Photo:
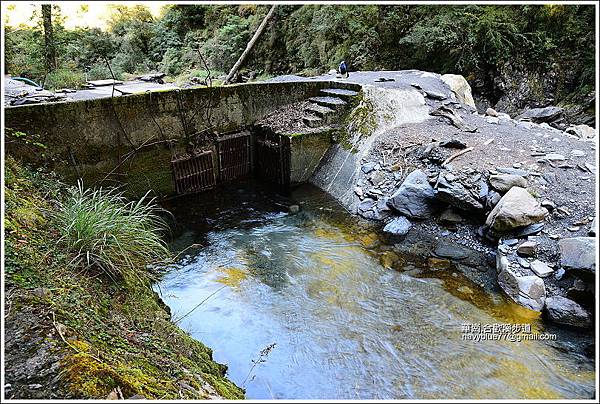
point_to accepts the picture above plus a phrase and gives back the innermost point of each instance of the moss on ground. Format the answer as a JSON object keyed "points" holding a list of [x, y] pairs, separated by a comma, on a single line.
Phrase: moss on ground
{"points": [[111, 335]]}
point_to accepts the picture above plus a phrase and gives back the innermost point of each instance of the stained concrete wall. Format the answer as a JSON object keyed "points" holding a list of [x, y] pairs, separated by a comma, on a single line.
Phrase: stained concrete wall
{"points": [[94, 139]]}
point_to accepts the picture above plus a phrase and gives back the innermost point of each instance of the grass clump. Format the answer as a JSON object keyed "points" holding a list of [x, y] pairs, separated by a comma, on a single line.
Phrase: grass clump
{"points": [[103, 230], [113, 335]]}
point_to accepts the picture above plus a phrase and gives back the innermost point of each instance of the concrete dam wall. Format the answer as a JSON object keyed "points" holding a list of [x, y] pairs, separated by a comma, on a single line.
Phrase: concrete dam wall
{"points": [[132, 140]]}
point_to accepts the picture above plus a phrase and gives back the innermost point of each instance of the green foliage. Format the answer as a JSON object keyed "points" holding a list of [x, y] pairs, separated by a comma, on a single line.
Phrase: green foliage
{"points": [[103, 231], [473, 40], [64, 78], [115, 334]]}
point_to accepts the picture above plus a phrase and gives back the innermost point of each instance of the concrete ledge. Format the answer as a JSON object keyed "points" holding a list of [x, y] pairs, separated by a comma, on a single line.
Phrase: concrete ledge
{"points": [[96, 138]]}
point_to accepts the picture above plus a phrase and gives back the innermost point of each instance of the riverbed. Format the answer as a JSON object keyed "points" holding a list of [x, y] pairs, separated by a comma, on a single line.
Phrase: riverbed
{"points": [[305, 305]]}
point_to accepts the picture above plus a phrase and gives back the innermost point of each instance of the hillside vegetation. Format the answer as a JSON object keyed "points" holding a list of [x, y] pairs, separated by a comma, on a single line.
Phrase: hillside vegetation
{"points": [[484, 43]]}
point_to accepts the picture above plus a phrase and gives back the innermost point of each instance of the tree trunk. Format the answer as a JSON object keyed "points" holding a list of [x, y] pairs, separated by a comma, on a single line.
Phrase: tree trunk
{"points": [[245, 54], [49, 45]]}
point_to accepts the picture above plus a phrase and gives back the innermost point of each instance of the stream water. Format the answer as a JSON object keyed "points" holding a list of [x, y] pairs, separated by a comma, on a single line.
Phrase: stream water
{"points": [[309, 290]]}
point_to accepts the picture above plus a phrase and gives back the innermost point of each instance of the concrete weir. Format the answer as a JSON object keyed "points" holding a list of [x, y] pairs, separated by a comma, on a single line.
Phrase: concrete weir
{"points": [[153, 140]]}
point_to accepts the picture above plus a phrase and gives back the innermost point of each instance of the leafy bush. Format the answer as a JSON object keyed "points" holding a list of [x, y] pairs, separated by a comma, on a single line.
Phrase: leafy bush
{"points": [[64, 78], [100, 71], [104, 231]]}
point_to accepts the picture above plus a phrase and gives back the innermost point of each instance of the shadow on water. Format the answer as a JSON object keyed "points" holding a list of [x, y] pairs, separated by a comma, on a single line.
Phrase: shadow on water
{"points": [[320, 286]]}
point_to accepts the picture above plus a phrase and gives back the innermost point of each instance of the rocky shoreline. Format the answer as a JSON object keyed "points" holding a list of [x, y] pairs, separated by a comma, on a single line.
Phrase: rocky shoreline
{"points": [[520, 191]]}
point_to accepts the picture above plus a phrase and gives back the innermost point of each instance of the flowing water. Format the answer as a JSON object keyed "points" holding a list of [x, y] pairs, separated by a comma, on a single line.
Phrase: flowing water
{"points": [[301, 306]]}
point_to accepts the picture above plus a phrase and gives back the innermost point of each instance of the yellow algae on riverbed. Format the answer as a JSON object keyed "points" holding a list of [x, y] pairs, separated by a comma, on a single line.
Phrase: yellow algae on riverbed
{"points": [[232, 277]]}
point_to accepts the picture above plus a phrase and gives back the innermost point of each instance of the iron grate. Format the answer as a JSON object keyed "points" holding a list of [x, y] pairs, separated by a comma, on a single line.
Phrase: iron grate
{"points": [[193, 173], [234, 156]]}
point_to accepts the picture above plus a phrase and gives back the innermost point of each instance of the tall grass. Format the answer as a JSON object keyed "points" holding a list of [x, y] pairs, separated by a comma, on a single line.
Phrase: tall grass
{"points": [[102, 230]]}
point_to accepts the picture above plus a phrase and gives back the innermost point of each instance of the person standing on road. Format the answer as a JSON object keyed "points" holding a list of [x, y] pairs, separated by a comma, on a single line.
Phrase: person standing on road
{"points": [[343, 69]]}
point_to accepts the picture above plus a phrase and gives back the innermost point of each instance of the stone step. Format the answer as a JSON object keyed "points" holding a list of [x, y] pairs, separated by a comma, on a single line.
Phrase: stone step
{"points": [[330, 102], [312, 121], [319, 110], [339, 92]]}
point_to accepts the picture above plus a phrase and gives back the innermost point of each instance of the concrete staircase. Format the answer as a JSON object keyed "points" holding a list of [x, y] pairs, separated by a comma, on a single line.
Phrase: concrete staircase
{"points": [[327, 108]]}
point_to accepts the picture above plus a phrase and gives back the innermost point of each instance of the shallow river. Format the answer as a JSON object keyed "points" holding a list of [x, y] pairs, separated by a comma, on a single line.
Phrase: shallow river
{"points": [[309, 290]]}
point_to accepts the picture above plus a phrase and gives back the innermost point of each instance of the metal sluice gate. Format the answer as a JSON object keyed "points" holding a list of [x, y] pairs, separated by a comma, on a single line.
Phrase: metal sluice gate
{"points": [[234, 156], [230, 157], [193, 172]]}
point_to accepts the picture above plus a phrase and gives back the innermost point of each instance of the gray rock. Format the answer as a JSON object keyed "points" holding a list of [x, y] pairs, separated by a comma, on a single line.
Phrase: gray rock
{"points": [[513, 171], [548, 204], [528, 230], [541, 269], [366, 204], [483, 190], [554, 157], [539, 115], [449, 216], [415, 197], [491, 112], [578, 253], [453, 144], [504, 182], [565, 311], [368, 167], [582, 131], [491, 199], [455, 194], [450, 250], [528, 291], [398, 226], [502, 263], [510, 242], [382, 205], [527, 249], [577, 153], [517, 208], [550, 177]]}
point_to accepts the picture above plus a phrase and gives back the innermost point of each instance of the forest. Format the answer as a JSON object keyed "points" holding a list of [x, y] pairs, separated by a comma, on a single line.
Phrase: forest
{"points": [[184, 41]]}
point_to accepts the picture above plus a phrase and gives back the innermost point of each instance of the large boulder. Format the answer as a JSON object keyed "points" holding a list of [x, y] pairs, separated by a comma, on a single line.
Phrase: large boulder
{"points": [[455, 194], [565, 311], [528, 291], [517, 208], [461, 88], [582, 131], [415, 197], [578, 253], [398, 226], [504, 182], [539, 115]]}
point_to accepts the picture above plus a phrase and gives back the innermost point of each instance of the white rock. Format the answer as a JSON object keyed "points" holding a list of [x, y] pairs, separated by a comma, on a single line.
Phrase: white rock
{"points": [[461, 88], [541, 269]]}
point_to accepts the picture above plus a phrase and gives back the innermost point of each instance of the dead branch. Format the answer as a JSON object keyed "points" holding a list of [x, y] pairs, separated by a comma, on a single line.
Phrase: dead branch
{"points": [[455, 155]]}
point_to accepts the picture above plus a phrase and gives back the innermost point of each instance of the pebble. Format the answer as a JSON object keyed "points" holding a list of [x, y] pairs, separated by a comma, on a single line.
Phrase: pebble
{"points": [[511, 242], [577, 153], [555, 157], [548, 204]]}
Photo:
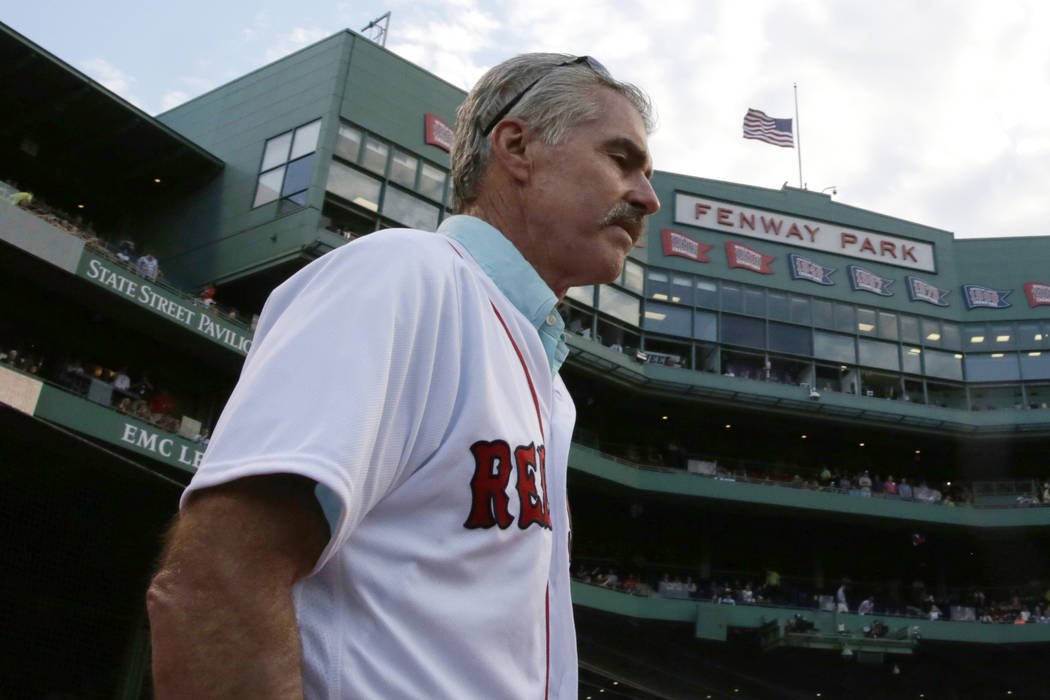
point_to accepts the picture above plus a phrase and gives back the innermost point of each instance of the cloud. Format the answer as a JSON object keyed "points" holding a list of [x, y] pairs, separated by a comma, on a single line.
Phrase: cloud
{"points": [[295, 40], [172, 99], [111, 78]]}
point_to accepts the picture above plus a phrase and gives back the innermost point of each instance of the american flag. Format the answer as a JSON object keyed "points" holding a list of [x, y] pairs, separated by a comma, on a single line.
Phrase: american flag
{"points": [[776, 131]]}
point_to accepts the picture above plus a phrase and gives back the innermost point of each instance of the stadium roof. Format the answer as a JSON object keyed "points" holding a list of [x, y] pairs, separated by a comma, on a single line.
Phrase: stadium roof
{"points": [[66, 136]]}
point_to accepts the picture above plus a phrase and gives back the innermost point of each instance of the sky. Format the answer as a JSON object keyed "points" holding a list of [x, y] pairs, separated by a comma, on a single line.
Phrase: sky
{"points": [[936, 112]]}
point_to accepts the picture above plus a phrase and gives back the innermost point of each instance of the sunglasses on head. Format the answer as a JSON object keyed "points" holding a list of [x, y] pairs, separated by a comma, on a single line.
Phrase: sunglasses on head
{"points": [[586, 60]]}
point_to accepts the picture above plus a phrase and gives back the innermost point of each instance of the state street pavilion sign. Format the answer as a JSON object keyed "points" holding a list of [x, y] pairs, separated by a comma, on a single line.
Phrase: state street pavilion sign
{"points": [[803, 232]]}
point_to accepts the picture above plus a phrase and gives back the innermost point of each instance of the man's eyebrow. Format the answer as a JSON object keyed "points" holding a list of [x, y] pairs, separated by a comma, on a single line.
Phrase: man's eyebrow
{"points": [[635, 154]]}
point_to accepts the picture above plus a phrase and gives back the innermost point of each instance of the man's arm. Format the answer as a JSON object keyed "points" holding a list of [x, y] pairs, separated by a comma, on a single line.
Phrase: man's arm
++++
## [The task]
Quote only the lines from the line containing "the man's eyebrow." through the end of the listing, please, keeping both the first and the last line.

## [Full output]
point_to accepts the picture above plus a phrase and gives back the innermost point of each instance of the man's eyebrow. Format the answer as a JSON object keyed "points" holding a list of [x, y] pairs, separated by a comma, on a single line.
Phrase: man's eyebrow
{"points": [[635, 154]]}
point_to accepts the picture above plus a phrase and gives back the innermost point of each instance of the man's arm. Format the answer as a JSON object keyed "points" holding a list of [x, y] pairs, separated by a comma, on a single line.
Phrase: man's arm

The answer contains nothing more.